Items listed in a dataset
Content starts

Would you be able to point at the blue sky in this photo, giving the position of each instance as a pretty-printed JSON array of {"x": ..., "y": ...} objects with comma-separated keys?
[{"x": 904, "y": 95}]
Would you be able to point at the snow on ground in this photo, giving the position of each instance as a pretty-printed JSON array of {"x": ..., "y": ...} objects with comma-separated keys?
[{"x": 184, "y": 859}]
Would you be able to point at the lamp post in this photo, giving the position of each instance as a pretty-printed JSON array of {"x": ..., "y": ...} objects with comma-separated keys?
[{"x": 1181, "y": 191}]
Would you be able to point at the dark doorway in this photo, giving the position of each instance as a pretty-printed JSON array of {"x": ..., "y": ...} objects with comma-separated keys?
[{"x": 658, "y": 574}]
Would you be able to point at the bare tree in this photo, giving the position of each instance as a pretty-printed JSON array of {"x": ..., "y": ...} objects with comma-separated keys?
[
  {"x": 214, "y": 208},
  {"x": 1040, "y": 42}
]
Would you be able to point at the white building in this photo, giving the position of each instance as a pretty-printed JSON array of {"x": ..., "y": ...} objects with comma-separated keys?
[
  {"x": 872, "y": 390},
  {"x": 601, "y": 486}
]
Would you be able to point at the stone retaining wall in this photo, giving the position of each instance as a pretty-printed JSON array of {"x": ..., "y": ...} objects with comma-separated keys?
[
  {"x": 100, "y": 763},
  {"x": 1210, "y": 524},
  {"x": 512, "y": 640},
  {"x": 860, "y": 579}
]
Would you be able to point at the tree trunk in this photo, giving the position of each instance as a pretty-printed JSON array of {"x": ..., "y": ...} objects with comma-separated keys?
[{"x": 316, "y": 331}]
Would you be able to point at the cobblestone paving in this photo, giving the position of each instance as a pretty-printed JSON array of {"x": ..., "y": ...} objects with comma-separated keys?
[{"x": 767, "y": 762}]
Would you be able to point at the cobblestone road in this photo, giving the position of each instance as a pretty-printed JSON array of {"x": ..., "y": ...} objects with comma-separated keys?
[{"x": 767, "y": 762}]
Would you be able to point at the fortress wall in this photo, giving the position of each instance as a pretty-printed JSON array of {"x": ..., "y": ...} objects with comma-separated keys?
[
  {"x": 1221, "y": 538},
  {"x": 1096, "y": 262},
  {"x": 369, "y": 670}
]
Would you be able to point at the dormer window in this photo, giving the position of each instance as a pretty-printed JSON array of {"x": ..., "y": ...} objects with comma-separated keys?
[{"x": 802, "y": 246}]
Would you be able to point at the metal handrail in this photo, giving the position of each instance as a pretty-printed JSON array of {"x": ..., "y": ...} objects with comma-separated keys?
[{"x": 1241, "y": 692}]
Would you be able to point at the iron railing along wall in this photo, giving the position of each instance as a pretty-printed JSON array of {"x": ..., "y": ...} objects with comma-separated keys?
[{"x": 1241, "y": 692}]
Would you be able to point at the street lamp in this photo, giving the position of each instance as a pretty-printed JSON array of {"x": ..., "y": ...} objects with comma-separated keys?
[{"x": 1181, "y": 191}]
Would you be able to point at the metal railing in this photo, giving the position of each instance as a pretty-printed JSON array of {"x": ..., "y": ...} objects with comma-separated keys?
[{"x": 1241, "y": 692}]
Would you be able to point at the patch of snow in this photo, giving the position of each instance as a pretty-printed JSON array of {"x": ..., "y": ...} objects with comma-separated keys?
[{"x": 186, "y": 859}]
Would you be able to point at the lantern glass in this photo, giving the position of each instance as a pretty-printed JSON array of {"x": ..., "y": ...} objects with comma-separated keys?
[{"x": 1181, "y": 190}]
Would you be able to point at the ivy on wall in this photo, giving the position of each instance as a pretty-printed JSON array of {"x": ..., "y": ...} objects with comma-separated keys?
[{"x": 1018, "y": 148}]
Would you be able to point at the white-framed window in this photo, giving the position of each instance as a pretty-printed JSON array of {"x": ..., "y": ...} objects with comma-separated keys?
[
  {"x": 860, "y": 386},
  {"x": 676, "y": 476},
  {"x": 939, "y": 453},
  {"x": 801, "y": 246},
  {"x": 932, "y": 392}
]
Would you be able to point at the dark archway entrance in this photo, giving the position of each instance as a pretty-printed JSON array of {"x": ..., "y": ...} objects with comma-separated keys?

Content ends

Activity. The records above must be repeated exactly, in their entirety.

Task response.
Would you be able to point at the blue sky in this photo, giving the position of each instance as a pretty-printed JSON array of {"x": ..., "y": ...} objects with comma-separated keys?
[{"x": 904, "y": 95}]
Would you be able to point at the snow on ground in this photo, giving the position of each instance as a pretty-printed JSON array of {"x": ..., "y": ...} objects with comma-separated keys?
[{"x": 184, "y": 859}]
Would you be able to point at the lamp post in this photo, giving the position of each instance as a pretty-printed JSON array of {"x": ..., "y": ...} objects with comma-separated keys?
[{"x": 1181, "y": 191}]
Would you be able to point at the dark doorway in this photo, giving the position of each instance as a pretty-printed JSON array of {"x": ..., "y": ...} objects with comma-separated keys?
[{"x": 658, "y": 574}]
Would you be able to point at the bare tree in this photo, giving the position of each instance as a pretty-printed JSON array of {"x": ..., "y": ...} objects with comma-separated keys?
[
  {"x": 214, "y": 208},
  {"x": 1040, "y": 42}
]
Would you be able to point at the white building in this photo, giving the position of each instance as a pretty-printed JSON array of {"x": ..., "y": ...} objects with comma-separated keys?
[
  {"x": 872, "y": 390},
  {"x": 601, "y": 486}
]
Would you be able to point at the stone retaining wall in this photo, giving the position of each instance as a pretty-printed JSON array of {"x": ..., "y": ...} objects with comma-separated keys?
[
  {"x": 100, "y": 763},
  {"x": 1210, "y": 524},
  {"x": 512, "y": 640},
  {"x": 860, "y": 579}
]
Would you be able to point at the tree trunk in this photo, giving the position of each instance as a pretty-printed JSON array of {"x": ..., "y": ...} objects with comma-separated keys?
[{"x": 316, "y": 331}]
Would you be able to point at the cobblestone paving in this photo, giving the position of each instance as a pretty-printed JSON array of {"x": ..., "y": ...} objects with comma-separated keys?
[{"x": 767, "y": 762}]
Would you be able to point at the cobblestone road in this photo, giving the position of each instance as a pretty-printed JSON array of {"x": ..., "y": ...} objects with comma-separated keys?
[{"x": 767, "y": 762}]
Would you be able to point at the fortress wall in this photo, giving the position of each instance as a pretty-printed JSON array of {"x": ..., "y": ...} objects with comma-separated keys?
[
  {"x": 1221, "y": 538},
  {"x": 1096, "y": 262},
  {"x": 369, "y": 670}
]
Would you be able to point at the dormer window in this photo, giving the position of each instance as a pretty-printed JSON array of {"x": ..., "y": ...} objects with comma-separated keys?
[{"x": 802, "y": 246}]
Would you be able to point at the metal handrail in this photo, giving the position of each instance as a pretty-printed JSON array of {"x": ..., "y": ...} objects with comma-separated keys?
[{"x": 1241, "y": 692}]
Would you be able to point at the iron railing along wall in this photo, giving the position of each instance as a pretty-printed JSON array of {"x": ..., "y": ...} objects with comma-separated keys?
[{"x": 1241, "y": 692}]
Would you be able to point at the street lamp in this photo, giving the position of each instance as a pretty-printed JSON array of {"x": ..., "y": ...} objects with comma-separated keys?
[{"x": 1181, "y": 191}]
Would you be able to point at the metal railing in this photo, giving the position of each instance as a pretty-printed JSON array of {"x": ..., "y": ...} objects with comma-separated keys?
[{"x": 1241, "y": 692}]
Would you be able to point at the patch of snow in this photo, giving the position of each instance as a pretty-printed JSON array of {"x": ..., "y": ...} objects with comma-separated keys?
[{"x": 186, "y": 859}]
Would you be able to point at the lantern glass in this photo, giving the position of each instance as a pretty-printed JSON array of {"x": ..., "y": ...} objects with comma-separated keys?
[{"x": 1181, "y": 190}]
Would you be able to point at the ivy on wall in this photo, giving the position of each instance as a pretty-printed JSON array of {"x": ..., "y": ...} objects with comma-separated keys?
[{"x": 1018, "y": 148}]
Would you be able to point at the white-framed window in this photo, giving the position of each instance as a pretty-printed JSON array of {"x": ..., "y": ...} objects with comma-separated keys?
[
  {"x": 860, "y": 386},
  {"x": 676, "y": 476},
  {"x": 939, "y": 453},
  {"x": 801, "y": 246},
  {"x": 932, "y": 392}
]
Would you be able to point at the dark archway entrance in this photo, giving the position of each instance as a pretty-printed JSON array of {"x": ..., "y": ...} objects with comma-separated keys?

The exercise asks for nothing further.